=== PAGE EXCERPT ===
By Kaye Robertson
For the past 20 years, I’ve worked alongside doctors and therapists, providing a second pair of hands to help our patients regain their abilities after life-changing illness or injury. We still provide that same high-level service, but some things have changed.
When patients come in for their therapy appointments, we give them a mask, take their temperatures and ask them to answer a list of questions, even if they answered the same questions the day before. Have you tested positive for COVID-19? Have you been in contact with anyone who has symptoms of COVID? Have you had any of these symptoms in the past 24 hours – fever, dry cough, shortness of breath, chest pain or pressure, fatigue, sore throat or aches and pains? Everyone who comes through the door, including physicians and staff members, are screened in the same way, and we expect everyone to be honest in their answers. If they have a temperature higher than 100.8 or answer “yes” to any of the questions, we have to cancel their therapy session and advise them to see a doctor.
Our patients are already dealing with the stress of recovery from an illness or injury. In the past, most brought a family member or friend to provide support during therapy. For nearly two months, unless patients had certain conditions that require a caregiver to be present during the session and are given special permission, they had to come to their therapy session alone. This was hard for many of them, so we made up for that by bringing even more positive energy than usual to the session, so that our presence uplifts them. We tell them that right now they are No. 1, and that we’re focusing all our energy on helping them achieve their rehab goals. This month, we have been able to allow patients to have a visitor.

=== RECORDED INFORMATION ===
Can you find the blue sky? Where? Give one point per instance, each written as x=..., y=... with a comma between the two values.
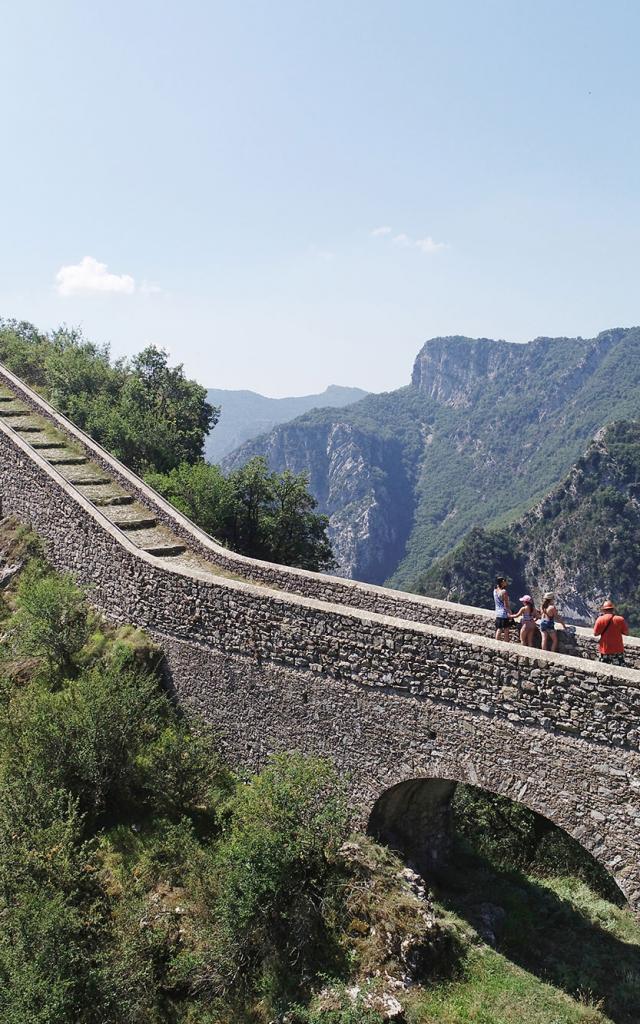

=== WORK TASK ===
Please write out the account of therapy work during COVID-19 in full, word for word. The material has no connection to the account of therapy work during COVID-19.

=== YOUR SOLUTION ===
By Kaye Robertson
For the past 20 years, I’ve worked alongside doctors and therapists, providing a second pair of hands to help our patients regain their abilities after life-changing illness or injury. We still provide that same high-level service, but some things have changed.
When patients come in for their therapy appointments, we give them a mask, take their temperatures and ask them to answer a list of questions, even if they answered the same questions the day before. Have you tested positive for COVID-19? Have you been in contact with anyone who has symptoms of COVID? Have you had any of these symptoms in the past 24 hours – fever, dry cough, shortness of breath, chest pain or pressure, fatigue, sore throat or aches and pains? Everyone who comes through the door, including physicians and staff members, are screened in the same way, and we expect everyone to be honest in their answers. If they have a temperature higher than 100.8 or answer “yes” to any of the questions, we have to cancel their therapy session and advise them to see a doctor.
Our patients are already dealing with the stress of recovery from an illness or injury. In the past, most brought a family member or friend to provide support during therapy. For nearly two months, unless patients had certain conditions that require a caregiver to be present during the session and are given special permission, they had to come to their therapy session alone. This was hard for many of them, so we made up for that by bringing even more positive energy than usual to the session, so that our presence uplifts them. We tell them that right now they are No. 1, and that we’re focusing all our energy on helping them achieve their rehab goals. This month, we have been able to allow patients to have a visitor.